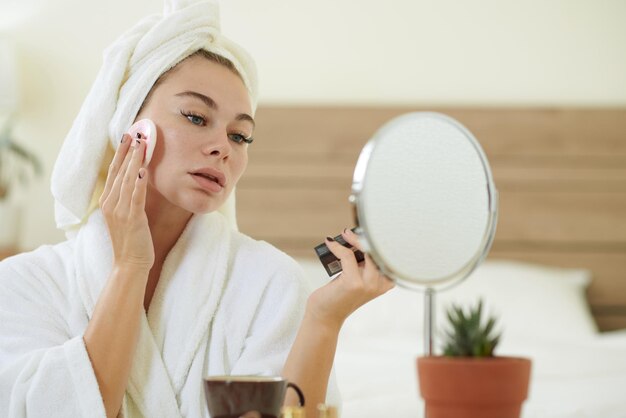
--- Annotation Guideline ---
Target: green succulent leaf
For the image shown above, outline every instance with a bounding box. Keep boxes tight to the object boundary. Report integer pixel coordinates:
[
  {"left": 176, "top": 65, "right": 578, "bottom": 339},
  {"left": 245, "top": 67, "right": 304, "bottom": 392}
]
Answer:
[{"left": 443, "top": 300, "right": 500, "bottom": 357}]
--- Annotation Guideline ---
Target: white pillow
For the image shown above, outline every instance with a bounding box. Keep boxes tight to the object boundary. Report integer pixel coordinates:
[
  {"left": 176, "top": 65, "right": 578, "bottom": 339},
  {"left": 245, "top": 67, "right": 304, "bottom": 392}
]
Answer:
[
  {"left": 438, "top": 260, "right": 598, "bottom": 339},
  {"left": 298, "top": 259, "right": 598, "bottom": 346}
]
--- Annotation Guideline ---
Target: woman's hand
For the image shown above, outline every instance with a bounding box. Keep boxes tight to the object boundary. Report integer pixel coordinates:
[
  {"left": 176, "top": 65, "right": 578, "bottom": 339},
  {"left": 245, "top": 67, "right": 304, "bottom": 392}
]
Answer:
[
  {"left": 100, "top": 134, "right": 154, "bottom": 270},
  {"left": 307, "top": 229, "right": 394, "bottom": 329}
]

····················

* **Instructions for the task**: Keep only the lines in the listing above that contain the word "Target", and treat uppercase and lowercase letters as different.

* **Result for this exercise**:
Target: green succulent leaf
Target: white pillow
Target: woman's hand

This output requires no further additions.